### Source passage
────────

K.A. Hahn, M.F. McEntee, M.M. Paterson, et al. , Prognosis factors for survival in cats after removal of a primary lung tumor: 21 cases (1979-1994) , Vet Surg 27 ( 1998 ) 307 ;
A retrospective study demonstrating prognostic factors for survival after attempted complete excision .
T.M. Jacobs, M.J. Tomlinson, The lung-digit syndrome in a cat , Feline Pract 25 ( 1997 ) 31 ;
Veterinary and human literature is reviewed in light of the case presentation, which demonstrates typical features of lung-digit syndrome resulting from a pulmonary carcinoma .
E.A. McNeil, G.K. Ogilvie, B.E. Powers, et al. , Evaluation of prognostic factors for dogs with primary lung tumors: 67 cases (1985-1992) , J Am Vet Med Assoc 211 ( 1997 ) 1422 ;
Associations between clinical and histologic factors and outcome for dogs with primary lung tumors are made and a histologic grading system is suggested in this retrospective study .
V.J. Poirier, K.E. Burgess, W.M. Adams, et al. , Toxicity, dosage, and efficacy of vinorelbine (Navelbine) in dogs with spontaneous neoplasia , J Vet Intern Med 18 ( 2004 ) 536 ;
The first evaluation of vinorelbine (a mitotic inhibitor) for use in dogs with cancer .
K.C. Rissetto, P. Lucas, T.M. Fan, An update on diagnosing and treating primary lung tumors , Vet Med 103 ( 3 ) ( 2008 ) 154 ;
A review article summarizing diagnostic and treatment options for small animal patients with lung cancer .
SECTION B Mediastinal Tumors
Annette N. Smith
KEY POINTS
• Thymoma and lymphoma are the most common tumors of the cranial mediastinum.
• Cytology may aid in differentiation of lymphoma from thymoma if lymphoblasts are present on review of a mediastinal mass aspirate.
• Surgery is the treatment of choice for non-invasive thymomas.
• Radiation is useful in the palliation of non-resectable thymomas and mediastinal lymphoma.
Incidence—Morbidity and Mortality
Lymphoma and thymoma are the most common cranial mediastinal masses diagnosed in companion animals. 1 Lymphoma is the most frequently diagnosed mediastinal malignancy in both the dog and cat, whereas thymomas are uncommon in the dog and rare in the cat. 2 The cranial mediastinum is the primary site of lymphoma in approximately 5% of canine lymphoma patients 3 and a common site of disease for feline leukemia positive (FeLV+) cats. A list of differential diagnoses for mediastinal masses 1-5 can be found in Box 21-1 .
BOX 21-1
Lymphoma
Thymoma
Ectopic thyroid tissue
Ectopic thyroid carcinoma (follicular or medullary)
Branchial cyst
Chemodectoma
Neuroendocrine carcinoma
Expansile chest wall mass
Lymphangiosarcoma
Osteosarcoma
Liposarcoma
Soft tissue sarcoma
Fibroma
Undifferentiated sarcoma
Tracheal or esophageal tumor
Metastatic tumor
Lymphadenopathy (infectious or inflammatory)

────────

### Stored data

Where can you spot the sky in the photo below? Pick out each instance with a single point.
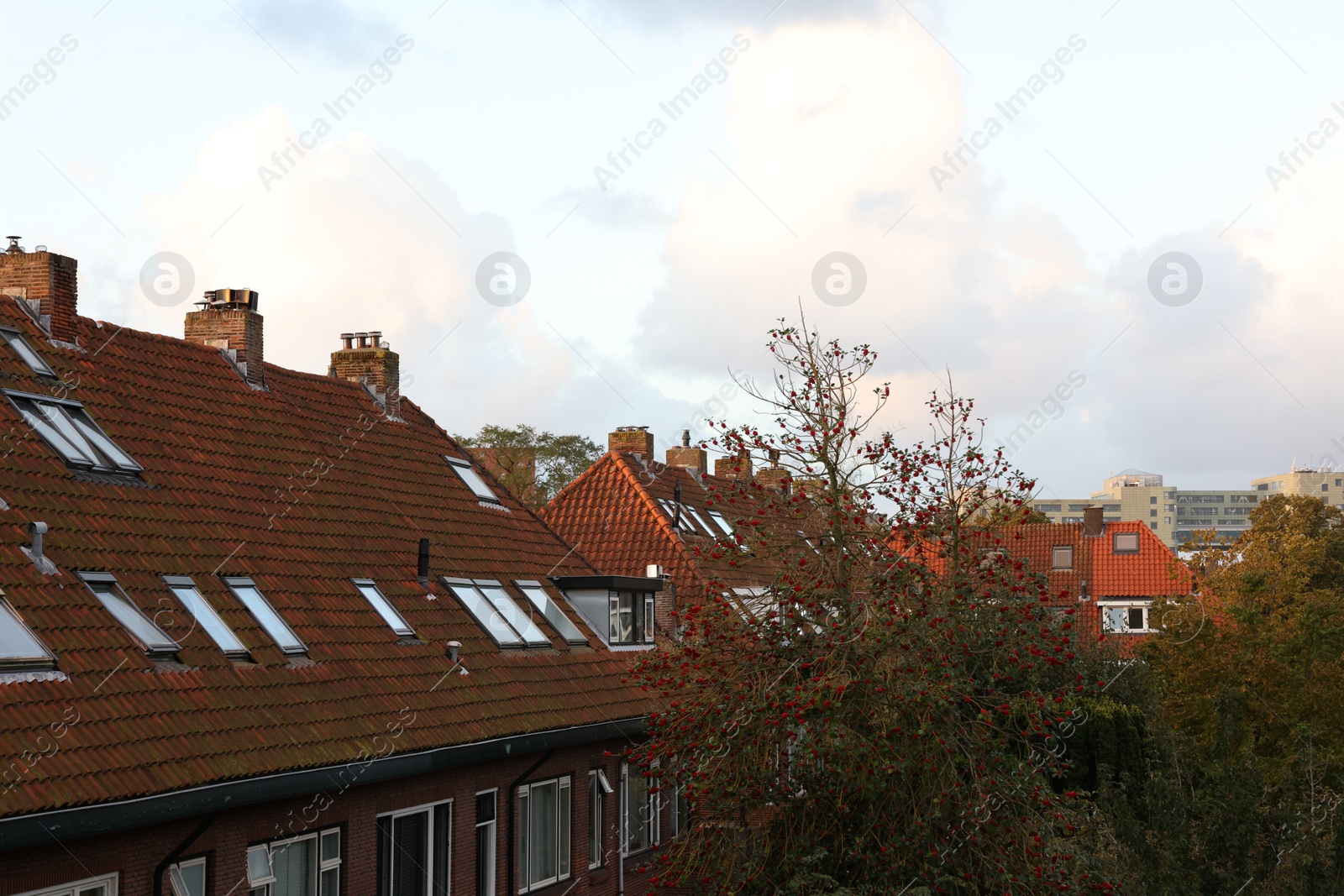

────────

### Task objective
Answer these questions about the source passage:
1. In approximately what percentage of canine lymphoma patients is the cranial mediastinum the primary site?
2. What is the treatment of choice for non-invasive thymomas?
3. Which drug did the 2004 study provide the first evaluation of for use in dogs with cancer?

### Result of the exercise
1. Approximately 5%
2. Surgery
3. Vinorelbine (Navelbine)